Copy, word for word, the part of the records that starts with the line containing "Each instance receives one keypoint. Mark the amber" and continues through the end of the records.

# START OF Task inputs

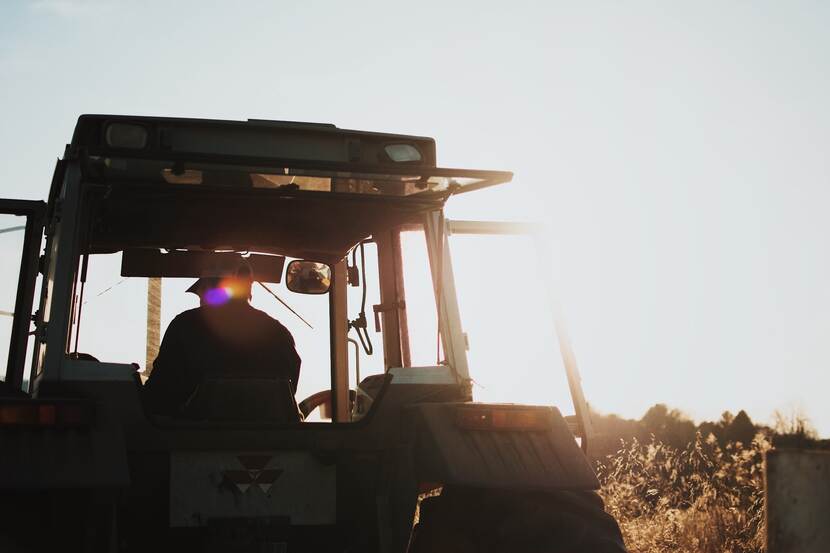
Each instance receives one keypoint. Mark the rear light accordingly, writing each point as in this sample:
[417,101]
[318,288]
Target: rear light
[502,418]
[45,414]
[126,135]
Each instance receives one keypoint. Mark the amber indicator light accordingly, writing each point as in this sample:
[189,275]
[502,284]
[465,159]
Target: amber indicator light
[494,418]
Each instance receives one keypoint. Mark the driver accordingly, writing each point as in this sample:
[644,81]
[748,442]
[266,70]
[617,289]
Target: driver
[224,337]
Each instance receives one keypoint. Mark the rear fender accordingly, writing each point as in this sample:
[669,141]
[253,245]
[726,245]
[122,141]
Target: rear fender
[544,456]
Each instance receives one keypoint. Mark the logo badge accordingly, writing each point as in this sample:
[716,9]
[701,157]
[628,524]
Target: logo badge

# END OF Task inputs

▶ Response for this exercise:
Each instance receives one keypoint. Mark the amber indicator light accordingly, writing each point as in this sample:
[189,275]
[502,284]
[465,159]
Target: amber indicator light
[494,418]
Each instance receives one keypoint. Mark the driver accordingly, writing each point as in this sample:
[644,81]
[748,442]
[266,70]
[617,289]
Target: driver
[224,337]
Each instance receives one keypoint. Mark the rear fender accordingly, writing each point as in this sample:
[669,141]
[253,245]
[726,245]
[122,141]
Target: rear fender
[544,456]
Each instance receives one keypoint. Mark the logo badge accordingly, writing each point as in this sample:
[716,9]
[701,157]
[628,524]
Target: logo badge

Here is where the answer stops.